» WRITTEN TASK:
Extract every line of the records below that contains the word "window", and copy each one in full.
+++ RECORDS TO USE +++
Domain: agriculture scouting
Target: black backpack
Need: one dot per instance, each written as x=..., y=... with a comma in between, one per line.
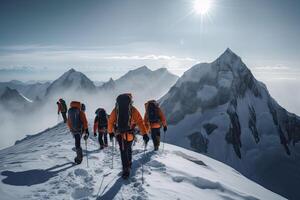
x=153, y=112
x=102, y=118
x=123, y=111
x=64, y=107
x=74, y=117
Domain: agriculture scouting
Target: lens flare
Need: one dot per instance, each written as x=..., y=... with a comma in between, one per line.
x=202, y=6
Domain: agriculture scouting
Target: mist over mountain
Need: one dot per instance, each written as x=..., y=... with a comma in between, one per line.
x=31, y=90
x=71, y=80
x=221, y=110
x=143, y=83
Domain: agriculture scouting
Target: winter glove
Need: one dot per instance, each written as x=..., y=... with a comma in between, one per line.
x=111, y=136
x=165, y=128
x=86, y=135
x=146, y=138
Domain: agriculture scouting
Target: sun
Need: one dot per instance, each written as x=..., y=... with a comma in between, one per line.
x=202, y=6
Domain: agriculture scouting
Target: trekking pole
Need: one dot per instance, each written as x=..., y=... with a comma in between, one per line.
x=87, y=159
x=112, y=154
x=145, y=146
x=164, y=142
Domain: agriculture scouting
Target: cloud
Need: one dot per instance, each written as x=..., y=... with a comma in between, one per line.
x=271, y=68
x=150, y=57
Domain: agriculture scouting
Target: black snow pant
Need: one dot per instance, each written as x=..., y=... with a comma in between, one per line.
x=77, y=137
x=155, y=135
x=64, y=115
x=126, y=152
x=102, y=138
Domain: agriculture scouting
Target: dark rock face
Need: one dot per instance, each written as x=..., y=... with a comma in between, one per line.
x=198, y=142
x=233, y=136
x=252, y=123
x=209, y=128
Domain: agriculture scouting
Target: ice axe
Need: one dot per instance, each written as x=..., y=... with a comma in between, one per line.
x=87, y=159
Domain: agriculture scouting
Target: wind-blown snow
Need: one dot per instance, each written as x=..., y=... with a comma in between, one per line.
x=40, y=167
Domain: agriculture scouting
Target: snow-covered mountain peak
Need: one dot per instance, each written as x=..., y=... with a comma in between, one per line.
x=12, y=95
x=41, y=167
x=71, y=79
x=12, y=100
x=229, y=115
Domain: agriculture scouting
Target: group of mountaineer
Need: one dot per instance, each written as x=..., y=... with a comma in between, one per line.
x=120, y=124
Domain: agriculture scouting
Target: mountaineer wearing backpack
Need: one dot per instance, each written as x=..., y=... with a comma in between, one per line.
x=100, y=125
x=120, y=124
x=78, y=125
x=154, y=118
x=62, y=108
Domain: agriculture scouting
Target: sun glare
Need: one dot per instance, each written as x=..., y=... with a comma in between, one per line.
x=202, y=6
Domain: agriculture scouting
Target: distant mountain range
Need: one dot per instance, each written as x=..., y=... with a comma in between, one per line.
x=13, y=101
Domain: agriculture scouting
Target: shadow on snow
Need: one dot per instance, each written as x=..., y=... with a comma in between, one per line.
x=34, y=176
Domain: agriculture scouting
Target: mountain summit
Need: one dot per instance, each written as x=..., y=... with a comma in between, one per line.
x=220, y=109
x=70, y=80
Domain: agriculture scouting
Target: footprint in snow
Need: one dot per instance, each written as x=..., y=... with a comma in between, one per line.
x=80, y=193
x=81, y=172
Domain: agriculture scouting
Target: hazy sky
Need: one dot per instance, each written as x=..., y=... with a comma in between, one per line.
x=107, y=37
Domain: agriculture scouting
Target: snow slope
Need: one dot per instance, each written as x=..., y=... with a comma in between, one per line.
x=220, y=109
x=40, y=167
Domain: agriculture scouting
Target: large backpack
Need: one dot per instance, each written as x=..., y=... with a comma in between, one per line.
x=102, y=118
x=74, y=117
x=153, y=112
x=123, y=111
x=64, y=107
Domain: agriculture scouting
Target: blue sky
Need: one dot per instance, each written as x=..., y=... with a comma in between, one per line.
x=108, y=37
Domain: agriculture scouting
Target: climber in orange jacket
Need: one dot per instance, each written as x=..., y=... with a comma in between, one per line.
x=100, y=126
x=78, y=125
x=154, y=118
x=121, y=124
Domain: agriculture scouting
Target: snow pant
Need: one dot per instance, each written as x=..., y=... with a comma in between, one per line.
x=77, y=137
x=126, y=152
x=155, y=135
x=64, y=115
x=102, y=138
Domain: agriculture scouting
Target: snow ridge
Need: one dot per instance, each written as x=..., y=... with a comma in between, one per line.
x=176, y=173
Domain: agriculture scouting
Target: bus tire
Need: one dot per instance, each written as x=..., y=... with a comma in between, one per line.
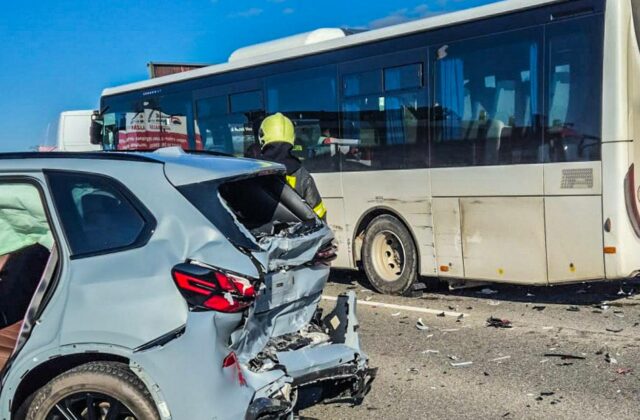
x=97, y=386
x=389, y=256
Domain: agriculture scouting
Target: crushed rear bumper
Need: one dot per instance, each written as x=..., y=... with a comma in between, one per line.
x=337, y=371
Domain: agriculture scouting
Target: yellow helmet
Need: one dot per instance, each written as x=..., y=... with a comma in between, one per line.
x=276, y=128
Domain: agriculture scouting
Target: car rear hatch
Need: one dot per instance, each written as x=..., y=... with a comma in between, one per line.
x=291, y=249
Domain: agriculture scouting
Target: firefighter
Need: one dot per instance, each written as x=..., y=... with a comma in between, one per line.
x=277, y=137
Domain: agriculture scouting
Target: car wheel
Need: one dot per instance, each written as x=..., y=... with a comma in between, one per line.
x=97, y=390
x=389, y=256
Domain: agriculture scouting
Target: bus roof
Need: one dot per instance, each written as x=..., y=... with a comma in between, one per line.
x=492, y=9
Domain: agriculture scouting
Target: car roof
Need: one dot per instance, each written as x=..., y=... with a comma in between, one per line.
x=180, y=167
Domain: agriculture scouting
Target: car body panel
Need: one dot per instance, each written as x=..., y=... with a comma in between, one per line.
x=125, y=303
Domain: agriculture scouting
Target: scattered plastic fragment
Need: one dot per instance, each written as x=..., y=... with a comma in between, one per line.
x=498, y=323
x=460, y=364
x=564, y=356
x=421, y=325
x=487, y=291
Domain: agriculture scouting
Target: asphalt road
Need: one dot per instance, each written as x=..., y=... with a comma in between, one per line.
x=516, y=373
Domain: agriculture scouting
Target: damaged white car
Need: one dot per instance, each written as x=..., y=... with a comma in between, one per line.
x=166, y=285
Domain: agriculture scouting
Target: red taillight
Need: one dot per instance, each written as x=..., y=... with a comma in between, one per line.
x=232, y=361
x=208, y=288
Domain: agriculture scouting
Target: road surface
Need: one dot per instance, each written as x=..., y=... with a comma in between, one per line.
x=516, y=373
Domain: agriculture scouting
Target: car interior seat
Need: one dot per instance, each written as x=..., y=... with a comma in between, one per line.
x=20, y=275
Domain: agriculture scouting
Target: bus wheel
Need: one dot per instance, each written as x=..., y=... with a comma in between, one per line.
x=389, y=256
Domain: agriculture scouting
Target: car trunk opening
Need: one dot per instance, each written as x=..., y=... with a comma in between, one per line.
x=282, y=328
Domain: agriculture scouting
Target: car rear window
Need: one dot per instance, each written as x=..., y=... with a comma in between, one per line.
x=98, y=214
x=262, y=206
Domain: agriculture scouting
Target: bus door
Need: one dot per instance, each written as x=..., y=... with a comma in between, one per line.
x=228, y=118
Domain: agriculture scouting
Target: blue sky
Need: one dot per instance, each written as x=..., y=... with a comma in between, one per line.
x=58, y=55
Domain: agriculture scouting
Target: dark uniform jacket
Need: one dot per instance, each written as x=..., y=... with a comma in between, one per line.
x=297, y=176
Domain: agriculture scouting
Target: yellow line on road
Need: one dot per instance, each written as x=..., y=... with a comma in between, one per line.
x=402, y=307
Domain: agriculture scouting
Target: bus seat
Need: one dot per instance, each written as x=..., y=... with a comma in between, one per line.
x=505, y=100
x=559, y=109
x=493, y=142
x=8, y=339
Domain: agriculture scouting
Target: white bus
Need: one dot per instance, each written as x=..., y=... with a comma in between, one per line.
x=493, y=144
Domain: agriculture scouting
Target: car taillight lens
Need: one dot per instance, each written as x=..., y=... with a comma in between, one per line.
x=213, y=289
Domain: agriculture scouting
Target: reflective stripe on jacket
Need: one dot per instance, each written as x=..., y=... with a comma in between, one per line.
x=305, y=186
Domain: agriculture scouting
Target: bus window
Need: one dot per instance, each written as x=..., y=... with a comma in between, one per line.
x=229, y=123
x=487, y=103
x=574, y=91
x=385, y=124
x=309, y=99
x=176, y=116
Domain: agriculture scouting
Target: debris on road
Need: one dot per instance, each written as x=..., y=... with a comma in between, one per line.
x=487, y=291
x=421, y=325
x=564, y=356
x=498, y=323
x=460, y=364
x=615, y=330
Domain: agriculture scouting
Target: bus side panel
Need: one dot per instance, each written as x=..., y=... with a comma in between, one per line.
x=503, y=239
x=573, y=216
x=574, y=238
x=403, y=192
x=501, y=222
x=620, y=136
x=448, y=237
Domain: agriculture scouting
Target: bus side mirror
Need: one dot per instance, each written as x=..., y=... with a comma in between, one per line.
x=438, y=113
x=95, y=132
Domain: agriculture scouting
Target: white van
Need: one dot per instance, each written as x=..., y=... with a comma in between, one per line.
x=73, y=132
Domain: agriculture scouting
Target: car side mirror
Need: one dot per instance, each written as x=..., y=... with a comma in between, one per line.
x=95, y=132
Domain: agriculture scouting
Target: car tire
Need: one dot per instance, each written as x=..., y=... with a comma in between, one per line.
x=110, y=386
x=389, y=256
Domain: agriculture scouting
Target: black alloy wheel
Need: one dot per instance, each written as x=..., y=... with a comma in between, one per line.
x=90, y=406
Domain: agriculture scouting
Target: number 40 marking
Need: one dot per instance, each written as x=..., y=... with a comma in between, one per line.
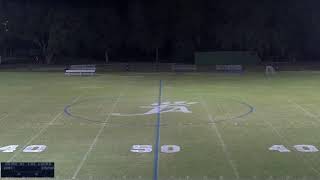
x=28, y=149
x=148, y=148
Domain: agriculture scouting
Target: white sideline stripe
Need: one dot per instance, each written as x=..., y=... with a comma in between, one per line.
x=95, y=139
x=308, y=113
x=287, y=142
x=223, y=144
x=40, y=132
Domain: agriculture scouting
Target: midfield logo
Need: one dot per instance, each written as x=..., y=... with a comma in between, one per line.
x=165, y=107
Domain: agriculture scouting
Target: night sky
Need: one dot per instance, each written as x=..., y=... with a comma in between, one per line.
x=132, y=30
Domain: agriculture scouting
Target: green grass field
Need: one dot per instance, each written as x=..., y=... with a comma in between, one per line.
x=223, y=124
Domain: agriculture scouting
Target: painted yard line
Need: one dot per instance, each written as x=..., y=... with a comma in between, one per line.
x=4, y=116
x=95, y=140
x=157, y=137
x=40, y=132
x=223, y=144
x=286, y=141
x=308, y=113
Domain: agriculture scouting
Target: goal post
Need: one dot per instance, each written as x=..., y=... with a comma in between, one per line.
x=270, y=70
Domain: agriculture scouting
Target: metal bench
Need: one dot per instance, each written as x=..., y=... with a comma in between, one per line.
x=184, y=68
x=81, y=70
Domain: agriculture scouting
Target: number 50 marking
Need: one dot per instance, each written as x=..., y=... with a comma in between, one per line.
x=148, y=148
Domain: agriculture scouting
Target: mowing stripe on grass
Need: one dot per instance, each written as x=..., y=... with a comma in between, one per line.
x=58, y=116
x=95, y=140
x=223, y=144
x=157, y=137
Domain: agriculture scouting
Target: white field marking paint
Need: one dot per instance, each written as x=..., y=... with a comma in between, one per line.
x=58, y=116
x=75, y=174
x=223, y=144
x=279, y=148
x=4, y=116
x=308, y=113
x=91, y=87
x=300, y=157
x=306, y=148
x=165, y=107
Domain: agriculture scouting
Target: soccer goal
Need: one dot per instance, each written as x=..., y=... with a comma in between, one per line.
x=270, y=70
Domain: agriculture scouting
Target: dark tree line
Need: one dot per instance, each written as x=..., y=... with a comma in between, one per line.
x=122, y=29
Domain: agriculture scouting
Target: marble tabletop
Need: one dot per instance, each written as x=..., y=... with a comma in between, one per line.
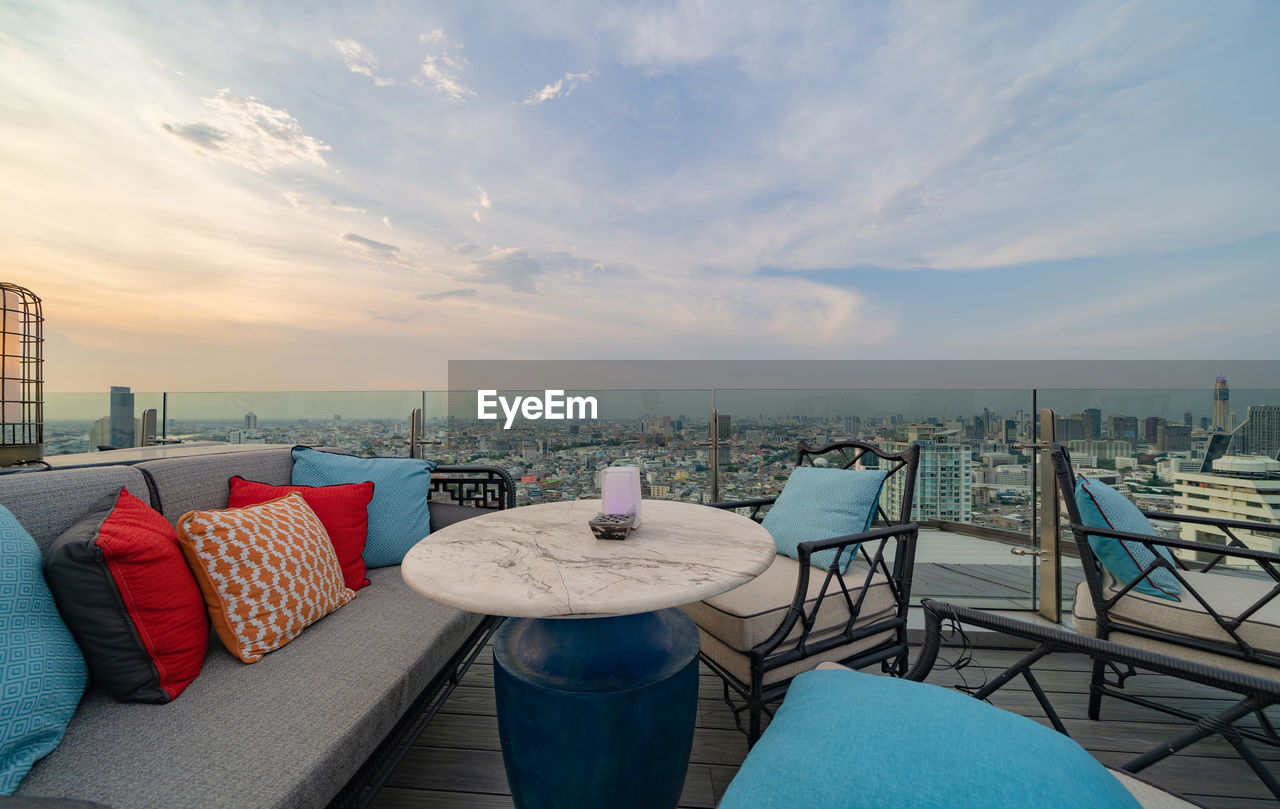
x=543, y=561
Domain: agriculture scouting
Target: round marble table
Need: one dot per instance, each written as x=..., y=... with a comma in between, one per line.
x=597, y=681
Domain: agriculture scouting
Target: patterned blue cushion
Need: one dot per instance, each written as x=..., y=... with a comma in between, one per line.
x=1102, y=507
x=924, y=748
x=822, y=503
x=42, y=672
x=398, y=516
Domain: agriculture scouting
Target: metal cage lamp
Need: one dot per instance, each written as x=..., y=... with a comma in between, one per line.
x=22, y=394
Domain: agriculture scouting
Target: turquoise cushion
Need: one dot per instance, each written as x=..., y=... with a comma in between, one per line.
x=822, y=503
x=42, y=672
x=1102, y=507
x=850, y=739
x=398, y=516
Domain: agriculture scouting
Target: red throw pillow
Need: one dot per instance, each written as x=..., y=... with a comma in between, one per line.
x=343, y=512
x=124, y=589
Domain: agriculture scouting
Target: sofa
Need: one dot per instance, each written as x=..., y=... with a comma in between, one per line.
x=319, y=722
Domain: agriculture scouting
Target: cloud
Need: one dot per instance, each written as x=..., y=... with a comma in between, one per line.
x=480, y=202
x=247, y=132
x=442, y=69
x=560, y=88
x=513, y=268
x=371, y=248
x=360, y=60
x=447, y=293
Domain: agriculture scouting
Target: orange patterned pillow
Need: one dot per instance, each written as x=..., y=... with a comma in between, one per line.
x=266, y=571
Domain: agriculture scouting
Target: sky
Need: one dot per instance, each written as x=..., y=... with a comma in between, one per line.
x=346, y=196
+++
» SOLUTION FOR THIS TASK:
Target: car rear window
Target: bus window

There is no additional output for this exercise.